# Requirement
If a record below holds a picture, drop the picture and restate everything else word for word.

# Provided entries
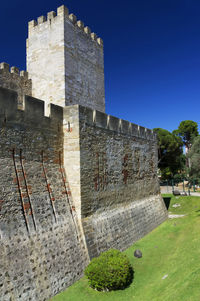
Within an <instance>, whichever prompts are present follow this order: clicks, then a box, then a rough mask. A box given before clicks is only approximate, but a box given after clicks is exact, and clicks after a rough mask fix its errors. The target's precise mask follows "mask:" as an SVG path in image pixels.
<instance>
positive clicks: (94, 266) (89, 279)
mask: <svg viewBox="0 0 200 301" xmlns="http://www.w3.org/2000/svg"><path fill="white" fill-rule="evenodd" d="M85 275H86V276H87V278H88V280H89V285H90V287H92V288H94V289H96V290H98V291H111V290H118V289H124V288H126V287H127V286H128V285H129V284H130V283H131V282H132V280H133V269H132V266H131V264H130V262H129V259H128V257H127V256H126V255H125V254H123V253H121V252H120V251H118V250H115V249H110V250H109V251H107V252H104V253H102V254H101V255H100V256H99V257H97V258H93V259H92V261H91V262H90V264H89V265H88V266H87V268H86V269H85Z"/></svg>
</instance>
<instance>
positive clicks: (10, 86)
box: [0, 63, 32, 108]
mask: <svg viewBox="0 0 200 301" xmlns="http://www.w3.org/2000/svg"><path fill="white" fill-rule="evenodd" d="M0 87H4V88H7V89H11V90H13V91H16V92H17V94H18V107H19V108H23V105H24V104H23V103H24V98H25V95H29V96H31V95H32V82H31V80H30V79H28V72H26V71H20V72H19V69H18V68H17V67H11V68H10V66H9V65H8V64H6V63H0Z"/></svg>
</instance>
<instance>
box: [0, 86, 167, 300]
mask: <svg viewBox="0 0 200 301" xmlns="http://www.w3.org/2000/svg"><path fill="white" fill-rule="evenodd" d="M17 99H18V96H17V93H16V92H14V91H11V90H8V89H4V88H0V166H1V168H0V241H1V246H0V266H1V272H0V296H1V298H2V300H3V301H8V300H9V301H10V300H12V301H18V300H22V301H24V300H26V301H27V300H30V301H38V300H48V299H49V298H50V297H51V296H54V295H55V294H57V293H58V292H60V291H62V290H64V289H65V288H66V287H68V286H69V285H71V284H72V283H73V282H75V281H76V280H77V279H79V278H80V277H81V276H82V274H83V271H84V268H85V266H86V265H87V264H88V262H89V258H90V259H91V258H92V257H94V256H97V255H99V254H100V253H101V252H102V251H105V250H108V249H109V248H111V247H114V248H118V249H120V250H124V249H125V248H127V247H128V246H130V245H131V244H132V243H133V242H134V241H136V240H137V239H139V238H140V237H142V236H144V235H145V234H147V233H148V232H149V231H151V230H152V229H153V228H155V227H156V226H157V225H159V224H160V223H161V222H163V221H164V220H165V219H166V218H167V211H166V208H165V206H164V203H163V200H162V198H161V196H160V192H159V185H158V180H157V176H156V164H157V152H156V137H155V134H154V133H153V132H152V131H151V130H148V129H145V128H143V127H139V126H137V125H134V124H131V123H129V122H126V121H124V120H121V119H118V118H115V117H113V116H108V115H106V114H104V113H101V112H98V111H96V110H94V111H93V110H91V109H88V108H86V107H82V106H79V105H75V106H69V107H66V108H62V107H59V106H55V105H51V107H50V117H49V118H48V117H44V102H43V101H41V100H38V99H35V98H33V97H30V96H26V97H25V101H24V110H19V109H18V101H17ZM0 300H1V299H0Z"/></svg>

# Solution to this task
Within an <instance>, whichever prompts are present follow this order: clicks, then a box, then a rough mask. A box given before clicks is only approximate, but a box given after clicks is exact, and clicks after a rough mask fix its errors. The target's precise mask follows "mask:" as an SVG path in image pixels.
<instance>
positive clicks: (94, 266) (89, 279)
mask: <svg viewBox="0 0 200 301" xmlns="http://www.w3.org/2000/svg"><path fill="white" fill-rule="evenodd" d="M85 275H86V276H87V278H88V280H89V285H90V287H92V288H94V289H96V290H98V291H111V290H118V289H124V288H126V287H127V286H128V285H129V284H130V283H131V282H132V280H133V269H132V266H131V264H130V262H129V259H128V257H127V256H126V255H125V254H123V253H121V252H120V251H118V250H115V249H110V250H109V251H107V252H104V253H102V254H101V255H100V256H99V257H97V258H93V259H92V261H91V262H90V264H89V265H88V266H87V268H86V269H85Z"/></svg>
</instance>
<instance>
positive clicks: (10, 86)
box: [0, 63, 32, 108]
mask: <svg viewBox="0 0 200 301" xmlns="http://www.w3.org/2000/svg"><path fill="white" fill-rule="evenodd" d="M0 87H4V88H7V89H11V90H13V91H16V92H17V94H18V107H19V108H23V105H24V104H23V103H24V98H25V95H29V96H31V95H32V82H31V80H30V79H28V72H26V71H20V72H19V69H18V68H17V67H11V68H10V66H9V65H8V64H6V63H0Z"/></svg>
</instance>
<instance>
box: [0, 86, 167, 300]
mask: <svg viewBox="0 0 200 301" xmlns="http://www.w3.org/2000/svg"><path fill="white" fill-rule="evenodd" d="M17 99H18V96H17V93H16V92H14V91H11V90H8V89H4V88H0V166H1V168H0V241H1V246H0V266H1V272H0V296H1V298H2V300H3V301H8V300H9V301H10V300H12V301H18V300H22V301H24V300H26V301H27V300H30V301H38V300H48V299H49V298H50V297H51V296H54V295H55V294H57V293H58V292H60V291H62V290H64V289H65V288H66V287H68V286H69V285H71V284H72V283H73V282H75V281H76V280H77V279H79V278H80V277H81V276H82V274H83V271H84V268H85V266H86V265H87V264H88V262H89V258H90V259H91V258H92V257H94V256H97V255H99V254H100V253H101V252H102V251H105V250H108V249H109V248H111V247H114V248H118V249H120V250H124V249H125V248H127V247H128V246H130V245H131V244H132V243H133V242H134V241H136V240H137V239H139V238H140V237H142V236H144V235H145V234H147V233H148V232H149V231H151V230H152V229H153V228H155V227H156V226H157V225H159V224H160V223H161V222H163V221H164V220H165V219H166V218H167V211H166V208H165V206H164V203H163V200H162V198H161V196H160V192H159V185H158V180H157V176H156V164H157V152H156V137H155V134H154V133H153V132H152V131H151V130H148V129H145V128H143V127H139V126H137V125H134V124H131V123H129V122H126V121H124V120H121V119H118V118H115V117H113V116H108V115H106V114H104V113H101V112H98V111H96V110H94V111H93V110H91V109H88V108H86V107H82V106H79V105H75V106H69V107H66V108H62V107H59V106H55V105H51V107H50V117H49V118H48V117H44V102H43V101H41V100H38V99H35V98H33V97H30V96H26V97H25V101H24V110H19V109H18V101H17ZM0 300H1V299H0Z"/></svg>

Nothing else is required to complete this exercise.